Work required:
Omit the images, then print each record below exactly as it reads.

Start Input for this task

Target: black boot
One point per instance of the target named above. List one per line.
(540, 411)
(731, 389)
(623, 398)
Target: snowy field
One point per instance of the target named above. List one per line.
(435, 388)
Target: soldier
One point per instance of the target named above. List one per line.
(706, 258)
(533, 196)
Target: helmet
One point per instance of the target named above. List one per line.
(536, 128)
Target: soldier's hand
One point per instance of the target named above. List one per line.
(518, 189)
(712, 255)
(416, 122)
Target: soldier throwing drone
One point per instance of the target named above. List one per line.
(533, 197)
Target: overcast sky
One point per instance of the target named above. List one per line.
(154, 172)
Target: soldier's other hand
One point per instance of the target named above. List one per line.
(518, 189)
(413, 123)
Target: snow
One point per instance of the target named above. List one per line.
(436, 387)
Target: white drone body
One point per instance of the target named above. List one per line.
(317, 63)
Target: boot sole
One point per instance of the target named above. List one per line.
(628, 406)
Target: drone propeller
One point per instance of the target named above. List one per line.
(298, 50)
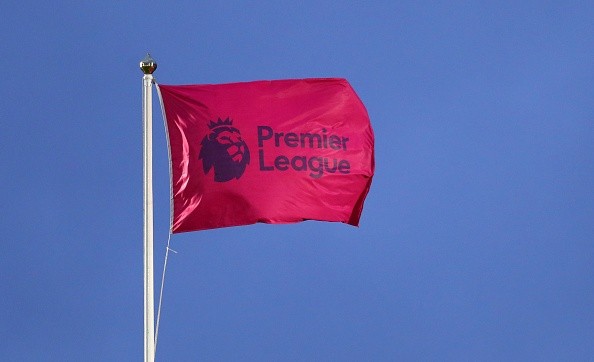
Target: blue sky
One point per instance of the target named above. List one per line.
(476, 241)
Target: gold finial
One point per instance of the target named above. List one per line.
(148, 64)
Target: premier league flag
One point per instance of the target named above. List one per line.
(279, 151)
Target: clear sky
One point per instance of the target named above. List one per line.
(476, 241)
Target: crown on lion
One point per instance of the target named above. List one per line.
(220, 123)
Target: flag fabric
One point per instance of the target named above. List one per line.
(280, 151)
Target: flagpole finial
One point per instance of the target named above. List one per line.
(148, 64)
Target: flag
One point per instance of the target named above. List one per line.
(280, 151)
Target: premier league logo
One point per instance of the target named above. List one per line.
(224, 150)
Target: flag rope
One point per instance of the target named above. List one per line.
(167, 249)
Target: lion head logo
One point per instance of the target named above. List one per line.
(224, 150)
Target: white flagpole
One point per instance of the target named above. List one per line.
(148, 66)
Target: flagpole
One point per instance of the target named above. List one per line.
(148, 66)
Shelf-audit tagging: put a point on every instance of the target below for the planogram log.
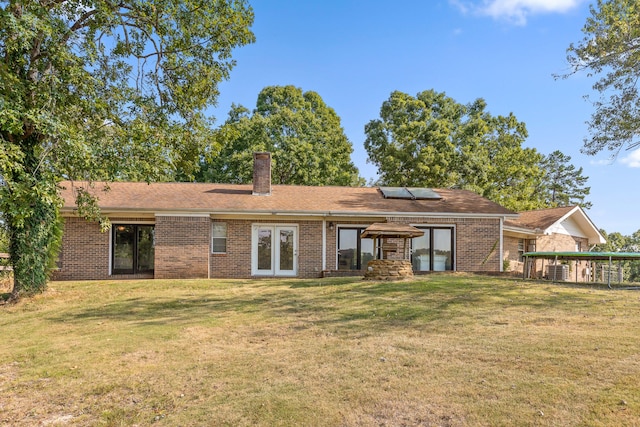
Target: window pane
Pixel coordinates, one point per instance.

End Input for this task

Answer to the exercise:
Target: black boot
One point per instance of the target named above. List one per line.
(540, 411)
(731, 389)
(623, 398)
Target: snowy field
One point per instance of the target named above. List one per line.
(435, 388)
Target: soldier
One point per instance of the target named above. List one per line.
(706, 258)
(533, 196)
Target: helmet
One point per instance of the target named above. List one per line.
(536, 128)
Target: soldier's hand
One point per instance of the target named above. List one per line.
(518, 189)
(712, 255)
(416, 122)
Target: soldier throwing drone
One point per instance of the target named above. List one per line.
(533, 197)
Target: overcast sky
One point per instance of the target named above. List one per line.
(154, 172)
Target: soldier's other hand
One point per instance of the target named above. List one per line.
(518, 189)
(413, 123)
Target: snow
One point per instance of the target named above. List one per line.
(436, 387)
Target: white drone body
One point per instance of the target named above. List one per line.
(317, 63)
Target: boot sole
One point per instance of the target named above. List one per line.
(628, 406)
Target: drone propeller
One point per instance of the target named above. List one per line.
(298, 50)
Target: blue sky
One point per instance of the target named above. List one per line.
(476, 241)
Target: gold finial
One point per instance of the target named above. List one per line.
(148, 64)
Target: premier league flag
One point per instance of the target named above. List one per line.
(279, 151)
Target: clear sky
One point per instance of the target named above. List one per line.
(476, 241)
Target: crown on lion
One point per instance of the target named above. List one per line.
(220, 123)
Target: flag fabric
One point per instance of the target named above. List one per line.
(280, 151)
Target: flagpole finial
One point per instance of the target named above. List one per line.
(148, 64)
Target: flag
One point per instance of the target named above. List one per line.
(280, 151)
Target: premier league logo
One point per instance of the target named above. List one per line.
(224, 150)
Target: flag rope
One point per instance of the target named above. List one per line.
(167, 249)
Target: lion head logo
One point per instance of the target named above. List one per line.
(224, 150)
Target: white flagpole
One point per instance of the target named above. List one per line.
(148, 66)
Target: flagpole
One point per instance of the target named above. List one per line.
(148, 66)
Shelf-audit tagging: put a point on every instance of the target below for the planogram log.
Target: window pane
Pixel coordinates, one point per instance.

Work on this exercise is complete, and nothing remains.